In the records below, which lines include "single"? Copy them.

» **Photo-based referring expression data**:
>>>

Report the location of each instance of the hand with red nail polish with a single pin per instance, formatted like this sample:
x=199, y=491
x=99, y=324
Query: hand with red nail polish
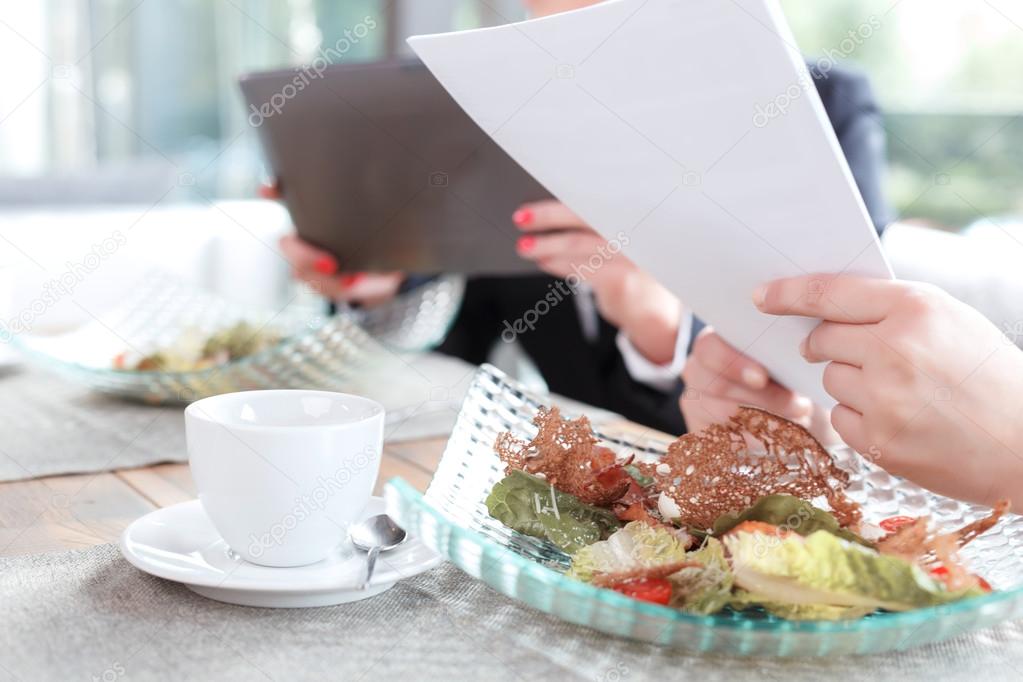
x=927, y=387
x=320, y=270
x=564, y=245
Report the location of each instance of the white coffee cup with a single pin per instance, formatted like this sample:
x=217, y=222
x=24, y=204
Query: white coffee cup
x=282, y=473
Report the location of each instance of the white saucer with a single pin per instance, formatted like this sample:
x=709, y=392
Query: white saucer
x=179, y=543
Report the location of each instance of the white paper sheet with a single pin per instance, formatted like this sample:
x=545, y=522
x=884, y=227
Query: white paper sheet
x=661, y=123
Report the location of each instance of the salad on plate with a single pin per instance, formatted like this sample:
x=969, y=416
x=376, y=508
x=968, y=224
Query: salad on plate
x=749, y=514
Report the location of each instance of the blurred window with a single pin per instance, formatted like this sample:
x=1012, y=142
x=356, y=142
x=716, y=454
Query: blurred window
x=125, y=93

<<<

» **EXERCISE ANSWER**:
Report the location of each instance of the hand with red nail polish with a single pin per instance, formatted like this sample:
Report the location of each instance of the white coffee cup with a single pin per instance, formatted like this sample:
Report the location of each instance of the white saucer with a single pin per instance, formatted like this sample:
Report the location of each instance of the white paper sheet with a single pin per instance, formatted like this sample:
Report the location of each instance of the salad on plate with a single pin per instance, formatted like this sample:
Report the location of each instance of the blurred window with a single pin per instance, formatted like this sample:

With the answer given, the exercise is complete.